### [Requirement]
Beginning at the top of the listing, repeat each line exactly until the line with "Provide the mask of every instance of the horizontal" has been repeated too.

─── Given records ───

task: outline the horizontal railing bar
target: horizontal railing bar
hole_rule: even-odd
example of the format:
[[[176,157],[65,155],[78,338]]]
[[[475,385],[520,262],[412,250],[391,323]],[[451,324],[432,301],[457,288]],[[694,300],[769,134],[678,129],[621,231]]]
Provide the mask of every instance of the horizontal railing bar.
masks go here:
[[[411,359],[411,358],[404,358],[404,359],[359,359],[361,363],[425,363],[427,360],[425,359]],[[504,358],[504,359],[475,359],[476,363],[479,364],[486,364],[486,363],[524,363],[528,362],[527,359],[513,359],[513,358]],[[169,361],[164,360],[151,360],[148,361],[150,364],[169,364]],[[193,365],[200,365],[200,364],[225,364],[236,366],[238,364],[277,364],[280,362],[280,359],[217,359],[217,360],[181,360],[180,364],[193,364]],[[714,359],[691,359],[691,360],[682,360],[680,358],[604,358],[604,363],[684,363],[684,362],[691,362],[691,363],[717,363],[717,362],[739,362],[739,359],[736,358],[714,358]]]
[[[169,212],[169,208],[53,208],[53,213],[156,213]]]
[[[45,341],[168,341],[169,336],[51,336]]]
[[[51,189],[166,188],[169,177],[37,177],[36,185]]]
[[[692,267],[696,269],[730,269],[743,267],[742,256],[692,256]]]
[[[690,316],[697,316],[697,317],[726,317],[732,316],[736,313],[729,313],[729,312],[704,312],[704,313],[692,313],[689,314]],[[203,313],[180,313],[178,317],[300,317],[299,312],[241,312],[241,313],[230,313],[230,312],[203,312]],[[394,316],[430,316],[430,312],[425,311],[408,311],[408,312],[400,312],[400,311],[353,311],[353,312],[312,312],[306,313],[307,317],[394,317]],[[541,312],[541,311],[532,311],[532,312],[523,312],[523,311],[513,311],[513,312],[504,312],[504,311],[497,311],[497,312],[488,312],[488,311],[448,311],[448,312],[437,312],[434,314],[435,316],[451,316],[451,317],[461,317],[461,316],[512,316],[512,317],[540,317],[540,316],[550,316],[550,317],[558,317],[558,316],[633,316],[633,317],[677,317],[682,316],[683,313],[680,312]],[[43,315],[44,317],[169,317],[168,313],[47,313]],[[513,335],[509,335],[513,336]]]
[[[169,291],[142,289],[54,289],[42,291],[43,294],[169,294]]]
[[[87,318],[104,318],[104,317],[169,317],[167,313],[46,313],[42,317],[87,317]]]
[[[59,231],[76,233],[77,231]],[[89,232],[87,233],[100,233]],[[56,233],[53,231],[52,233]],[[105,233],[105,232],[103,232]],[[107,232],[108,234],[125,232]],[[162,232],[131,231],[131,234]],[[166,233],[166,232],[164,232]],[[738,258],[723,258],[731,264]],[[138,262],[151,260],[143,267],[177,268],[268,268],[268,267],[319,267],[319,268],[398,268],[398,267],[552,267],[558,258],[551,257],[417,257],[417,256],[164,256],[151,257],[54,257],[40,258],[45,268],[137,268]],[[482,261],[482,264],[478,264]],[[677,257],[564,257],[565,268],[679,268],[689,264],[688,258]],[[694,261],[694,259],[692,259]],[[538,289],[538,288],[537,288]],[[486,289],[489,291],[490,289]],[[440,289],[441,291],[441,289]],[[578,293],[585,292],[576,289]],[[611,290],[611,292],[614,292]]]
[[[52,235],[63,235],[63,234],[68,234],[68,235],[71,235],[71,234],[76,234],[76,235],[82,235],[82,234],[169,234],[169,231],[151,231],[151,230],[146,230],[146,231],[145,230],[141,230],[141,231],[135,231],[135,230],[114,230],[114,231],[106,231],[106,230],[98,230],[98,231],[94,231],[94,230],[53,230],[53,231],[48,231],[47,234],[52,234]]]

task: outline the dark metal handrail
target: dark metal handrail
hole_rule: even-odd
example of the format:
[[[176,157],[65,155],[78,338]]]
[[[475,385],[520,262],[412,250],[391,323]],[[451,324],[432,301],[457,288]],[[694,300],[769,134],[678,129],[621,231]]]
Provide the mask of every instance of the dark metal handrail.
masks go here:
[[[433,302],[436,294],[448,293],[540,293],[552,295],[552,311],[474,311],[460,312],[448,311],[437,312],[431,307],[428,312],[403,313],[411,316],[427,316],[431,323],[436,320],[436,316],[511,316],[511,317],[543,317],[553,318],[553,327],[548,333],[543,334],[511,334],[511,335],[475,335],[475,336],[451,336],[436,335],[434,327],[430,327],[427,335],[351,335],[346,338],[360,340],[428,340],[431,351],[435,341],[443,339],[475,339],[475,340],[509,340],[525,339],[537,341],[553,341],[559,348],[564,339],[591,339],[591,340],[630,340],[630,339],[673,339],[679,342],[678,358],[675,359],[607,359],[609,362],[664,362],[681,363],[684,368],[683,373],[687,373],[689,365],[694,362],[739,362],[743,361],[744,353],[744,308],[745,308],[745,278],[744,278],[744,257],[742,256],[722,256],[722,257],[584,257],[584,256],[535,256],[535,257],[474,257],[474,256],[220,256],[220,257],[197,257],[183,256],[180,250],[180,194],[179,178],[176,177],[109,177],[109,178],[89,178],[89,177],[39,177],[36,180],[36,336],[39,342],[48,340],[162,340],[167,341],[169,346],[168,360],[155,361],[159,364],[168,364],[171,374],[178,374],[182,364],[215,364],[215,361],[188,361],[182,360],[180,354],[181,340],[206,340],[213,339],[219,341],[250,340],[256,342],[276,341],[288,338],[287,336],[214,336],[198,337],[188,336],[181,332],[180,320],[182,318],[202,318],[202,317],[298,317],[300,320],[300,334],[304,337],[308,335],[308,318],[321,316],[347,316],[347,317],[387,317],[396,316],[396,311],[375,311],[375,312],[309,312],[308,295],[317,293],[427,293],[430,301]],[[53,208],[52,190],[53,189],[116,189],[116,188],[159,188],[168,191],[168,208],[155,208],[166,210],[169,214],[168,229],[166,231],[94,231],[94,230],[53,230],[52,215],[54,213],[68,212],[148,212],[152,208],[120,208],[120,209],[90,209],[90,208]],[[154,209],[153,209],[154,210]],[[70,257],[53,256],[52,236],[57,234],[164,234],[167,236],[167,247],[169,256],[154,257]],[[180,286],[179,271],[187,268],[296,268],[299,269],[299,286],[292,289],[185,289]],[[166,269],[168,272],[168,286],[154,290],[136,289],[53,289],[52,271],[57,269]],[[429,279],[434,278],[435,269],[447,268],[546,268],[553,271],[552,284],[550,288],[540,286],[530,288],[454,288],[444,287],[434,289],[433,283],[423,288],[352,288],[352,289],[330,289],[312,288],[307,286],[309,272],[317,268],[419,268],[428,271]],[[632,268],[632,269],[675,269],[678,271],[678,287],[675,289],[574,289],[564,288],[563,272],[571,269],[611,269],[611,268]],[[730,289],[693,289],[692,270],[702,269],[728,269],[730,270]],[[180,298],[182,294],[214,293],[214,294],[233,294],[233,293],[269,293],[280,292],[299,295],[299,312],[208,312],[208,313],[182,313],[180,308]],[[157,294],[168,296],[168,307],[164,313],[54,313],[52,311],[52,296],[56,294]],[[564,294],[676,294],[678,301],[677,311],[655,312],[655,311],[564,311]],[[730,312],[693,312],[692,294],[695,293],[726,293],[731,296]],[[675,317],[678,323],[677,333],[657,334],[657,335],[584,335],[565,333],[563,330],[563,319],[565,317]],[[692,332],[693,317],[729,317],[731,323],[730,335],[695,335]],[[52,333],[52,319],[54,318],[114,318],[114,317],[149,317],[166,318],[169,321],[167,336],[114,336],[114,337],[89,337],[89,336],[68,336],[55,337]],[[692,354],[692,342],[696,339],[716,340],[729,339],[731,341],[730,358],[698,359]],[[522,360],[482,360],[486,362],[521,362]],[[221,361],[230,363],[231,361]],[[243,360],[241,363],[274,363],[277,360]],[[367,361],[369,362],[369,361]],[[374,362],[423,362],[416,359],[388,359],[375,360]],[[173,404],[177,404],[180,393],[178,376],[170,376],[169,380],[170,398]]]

───

### [Your response]
task: outline the horizontal railing bar
target: horizontal railing bar
hole_rule: even-odd
example of the format:
[[[176,157],[65,155],[78,338]]]
[[[475,385],[520,262],[412,250],[391,323]],[[451,324],[432,301],[457,288]],[[694,300],[769,134],[678,129],[621,231]]]
Provide the mask of every instance of the horizontal railing bar.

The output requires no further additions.